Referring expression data
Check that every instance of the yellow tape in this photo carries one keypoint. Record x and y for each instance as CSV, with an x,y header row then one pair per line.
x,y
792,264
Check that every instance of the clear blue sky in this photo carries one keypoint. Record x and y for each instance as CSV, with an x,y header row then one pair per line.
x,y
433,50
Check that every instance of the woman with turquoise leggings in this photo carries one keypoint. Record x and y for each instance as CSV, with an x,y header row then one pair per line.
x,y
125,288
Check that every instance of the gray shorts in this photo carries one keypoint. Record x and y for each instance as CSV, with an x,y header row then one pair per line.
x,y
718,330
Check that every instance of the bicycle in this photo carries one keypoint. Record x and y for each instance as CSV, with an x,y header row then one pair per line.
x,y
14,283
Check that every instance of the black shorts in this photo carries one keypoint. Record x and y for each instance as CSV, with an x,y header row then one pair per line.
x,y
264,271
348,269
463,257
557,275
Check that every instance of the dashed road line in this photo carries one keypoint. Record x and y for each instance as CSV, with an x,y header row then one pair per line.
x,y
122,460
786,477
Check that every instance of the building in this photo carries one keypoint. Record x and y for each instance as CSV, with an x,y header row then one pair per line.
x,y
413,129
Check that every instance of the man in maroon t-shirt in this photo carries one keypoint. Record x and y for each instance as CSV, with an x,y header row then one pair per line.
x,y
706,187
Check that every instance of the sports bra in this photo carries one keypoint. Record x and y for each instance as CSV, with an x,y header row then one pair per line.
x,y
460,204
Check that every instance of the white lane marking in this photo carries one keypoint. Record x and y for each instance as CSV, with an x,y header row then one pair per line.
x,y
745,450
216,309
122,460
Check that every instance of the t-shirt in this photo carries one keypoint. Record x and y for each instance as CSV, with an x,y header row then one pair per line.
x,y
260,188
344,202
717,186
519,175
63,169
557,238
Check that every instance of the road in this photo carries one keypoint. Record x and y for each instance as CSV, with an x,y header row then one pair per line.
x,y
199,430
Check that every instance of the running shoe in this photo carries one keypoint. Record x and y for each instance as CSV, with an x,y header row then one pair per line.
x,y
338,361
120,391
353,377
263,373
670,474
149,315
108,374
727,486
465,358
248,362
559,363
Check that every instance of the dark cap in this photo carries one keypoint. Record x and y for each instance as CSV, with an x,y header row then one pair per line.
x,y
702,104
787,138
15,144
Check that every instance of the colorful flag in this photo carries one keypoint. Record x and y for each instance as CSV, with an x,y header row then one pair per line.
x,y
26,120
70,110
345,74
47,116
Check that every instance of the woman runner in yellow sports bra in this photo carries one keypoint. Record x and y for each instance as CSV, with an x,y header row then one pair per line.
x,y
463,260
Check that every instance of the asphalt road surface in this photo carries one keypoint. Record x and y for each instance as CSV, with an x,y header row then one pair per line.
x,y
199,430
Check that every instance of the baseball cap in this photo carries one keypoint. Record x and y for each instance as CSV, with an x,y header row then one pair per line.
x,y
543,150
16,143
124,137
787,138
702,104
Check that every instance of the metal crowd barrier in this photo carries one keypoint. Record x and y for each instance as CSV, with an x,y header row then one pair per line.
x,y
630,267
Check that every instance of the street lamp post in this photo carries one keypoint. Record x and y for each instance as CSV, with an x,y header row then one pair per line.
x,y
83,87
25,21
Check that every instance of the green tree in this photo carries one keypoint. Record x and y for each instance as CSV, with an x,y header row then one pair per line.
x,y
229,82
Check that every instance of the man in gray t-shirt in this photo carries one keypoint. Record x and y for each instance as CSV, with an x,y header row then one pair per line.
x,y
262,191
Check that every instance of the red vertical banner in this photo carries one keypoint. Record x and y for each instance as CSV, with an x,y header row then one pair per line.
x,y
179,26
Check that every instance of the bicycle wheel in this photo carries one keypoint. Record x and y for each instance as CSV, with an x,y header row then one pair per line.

=== Prompt ===
Repeat the entries above exactly, leaving nothing out.

=== Expected output ===
Check that every instance of the yellow tape in this photo carries one keypoint. Record x and y for each instance as CSV, with an x,y header row then one pair per line.
x,y
792,264
Check that every instance of the clear blue sky in this photo carries one keypoint. Record x and y for each instance as CSV, with an x,y header row then one pair per line.
x,y
433,50
Check that every instance of the woman with turquoise leggings in this photo carries one keypoint. Record x and y for each instance as CSV, with an x,y header row then one pair per line.
x,y
125,288
Check that every instance of the gray shorts in this photo carries one keypoint. Record x and y for each instance as CSV, with an x,y header row then one pair per line.
x,y
718,330
Check that every instance of the bicycle in this photo carries one keypoint. Record x and y for each instance as CSV, with an x,y header row then one pair per line.
x,y
14,283
Check that every instance of the black shorts in this photo carries one keypoint. Record x and y for each instance as CSV, with an x,y header row then one pair per line.
x,y
264,271
348,269
463,257
557,275
Check that every instance of the dashed road line in this photo carries one keypoint. Record x and y for each instance as CSV, with an x,y header row then one pair per line.
x,y
122,460
786,477
Check that every instance of the building in this photo carries one keypoint. Record x and y for each instance as CSV, with an x,y header row then one pair per line.
x,y
413,129
Check that every instance of the man in maroon t-shirt in this photo carries one keypoint. Record x and y for each instance as CSV, with an x,y header row then one pair per line.
x,y
706,187
Check that every instance of the sports bra in this photo carries one keypoint. Record x and y for each instance as CSV, with an x,y header row then one pair per line.
x,y
460,204
Check that every instance of the white lane marking in this photo carries one keypoint. Record x and y for each instance as CSV, with an x,y header row then one pair per line.
x,y
745,450
216,309
122,460
Check that every instance of the t-shirt in this photo carries one keypoint. Record x and y for each instance as CSV, with an x,y header row then one pair per line.
x,y
260,188
344,202
717,186
519,175
63,169
557,238
Check that every instance of the road in this photo carries one keypoint. Record x and y for each instance as CSV, with an x,y header row then one pair per line.
x,y
199,430
Check that every instance of the running shoe in this photo carries one keypoint. Record x and y for each instance as CSV, with an x,y header row then one pair per line.
x,y
338,361
120,391
353,377
263,373
670,474
149,315
108,374
727,486
465,358
248,362
559,363
Check that every instance of the dark cap in this photo carries one keypoint. Record x and y for each instance as CSV, with an x,y header row then one pair per line.
x,y
702,104
787,138
15,144
Check that every instance of the colorful flag in this photo carries one keypoint. Record x and y for each instance as CSV, with an x,y header row then one pair per line.
x,y
26,120
70,110
345,74
47,116
Check that every instance of the woman runner in yellow sports bra in this photo carries one keypoint. Record x and y for each instance as CSV, with an x,y header row then one pair per line.
x,y
463,260
Check that every instance of the asphalt road surface in this photo carries one keypoint. Record x and y for each instance as CSV, with an x,y header row then one pair per line.
x,y
199,430
Check that every instance of the baseball cap in this photo carries one keypoint. Record x and y for each instance as CSV, with an x,y header row then one pair per line.
x,y
543,150
16,143
124,137
787,138
702,104
Check that every instance of the metal crowd barrier in this photo carries one keypoint. Record x and y for each instance as CSV, with an x,y header row then one pair per line.
x,y
630,267
Check that every instance of the street lamp post in this photo carries one keypoint. Record x and y for each instance as CSV, with an x,y header row then one pair per line.
x,y
83,87
25,21
Check that every instance of the green tree in this photo carries one keypoint. Record x and y for each instance as CSV, with an x,y header row then one pair per line.
x,y
229,82
Check that every instance of the man in gray t-shirt in this photo carries one keypoint. Record x and y for each instance as CSV, with an x,y header row then one pair per line.
x,y
262,191
Check that every instance of the red vertical banner in this photo carries one keypoint. Record x and y for each instance as CSV, with an x,y header row then one pair per line.
x,y
179,26
Check that every instance of the bicycle wheel in this photo carries one keypoint. Record x and y for each instance as CSV, with an x,y header row then one pair per line.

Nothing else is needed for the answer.